━━━ DATASET EXTRACT ━━━

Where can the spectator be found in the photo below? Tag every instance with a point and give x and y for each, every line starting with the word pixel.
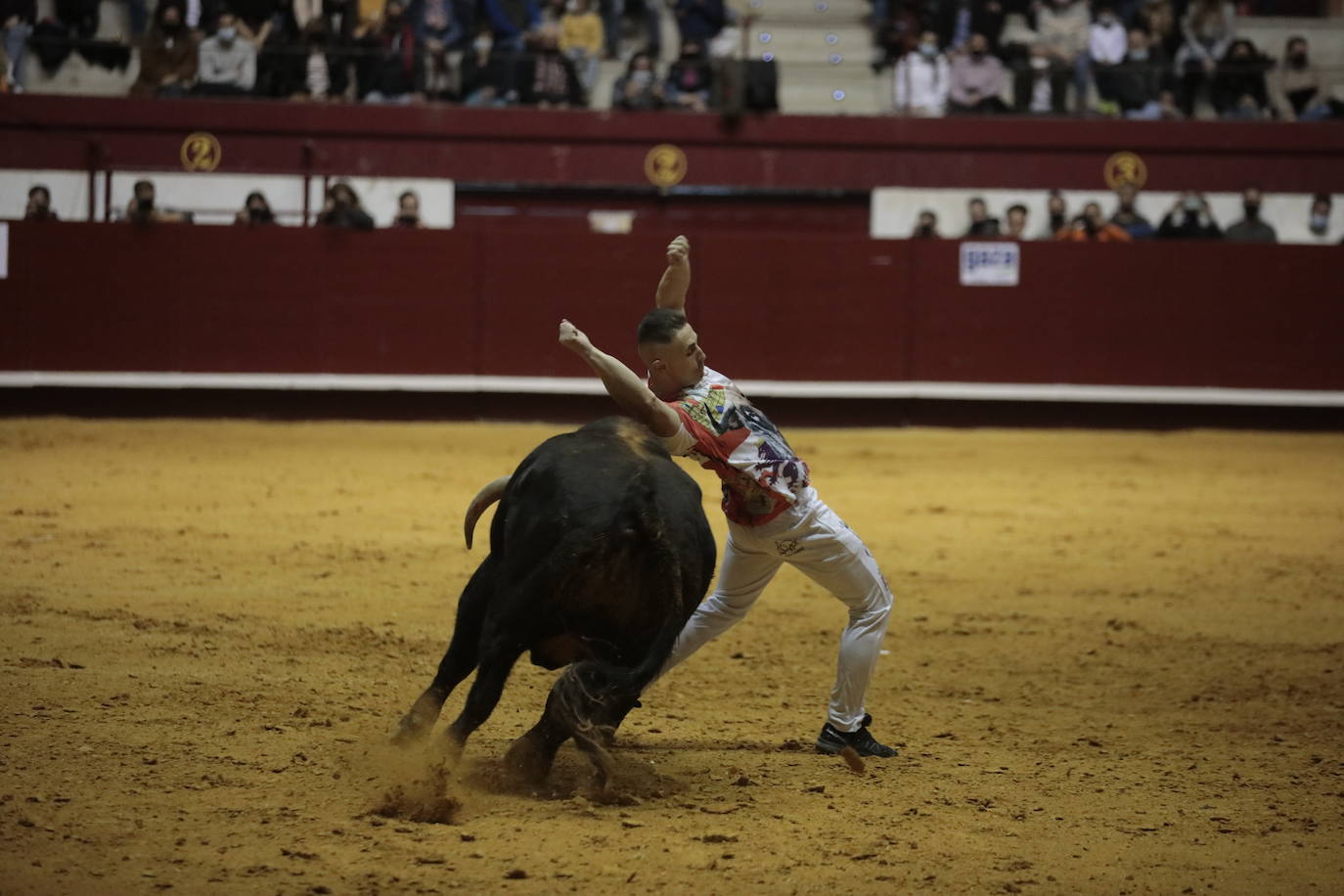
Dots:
pixel 392 66
pixel 1157 19
pixel 1319 218
pixel 227 65
pixel 581 42
pixel 1208 29
pixel 699 21
pixel 39 204
pixel 143 209
pixel 1056 215
pixel 1091 227
pixel 1251 229
pixel 408 211
pixel 1239 90
pixel 926 226
pixel 981 225
pixel 17 22
pixel 976 81
pixel 1138 83
pixel 553 83
pixel 1016 223
pixel 441 34
pixel 1127 214
pixel 343 209
pixel 1298 89
pixel 1189 219
pixel 959 19
pixel 1062 40
pixel 313 70
pixel 690 79
pixel 637 89
pixel 167 57
pixel 1107 43
pixel 255 211
pixel 922 79
pixel 898 31
pixel 510 22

━━━

Give the entries above again with "spectator" swapped for "onlooker" and nothing else changed. Leave the pictures out.

Where can the onlooker be found in the photo below? Tag every instance with a point and give x and y for each, every line starting with the word pixel.
Dots:
pixel 392 66
pixel 1157 19
pixel 1319 218
pixel 227 65
pixel 581 42
pixel 1208 29
pixel 699 21
pixel 39 204
pixel 143 209
pixel 1056 215
pixel 1091 227
pixel 1251 229
pixel 408 211
pixel 1239 90
pixel 926 226
pixel 981 225
pixel 17 22
pixel 976 81
pixel 1138 83
pixel 553 83
pixel 1016 223
pixel 441 34
pixel 1127 214
pixel 343 209
pixel 1298 89
pixel 1189 219
pixel 959 19
pixel 1062 40
pixel 313 70
pixel 690 79
pixel 637 89
pixel 167 57
pixel 1107 43
pixel 255 211
pixel 922 79
pixel 898 31
pixel 510 22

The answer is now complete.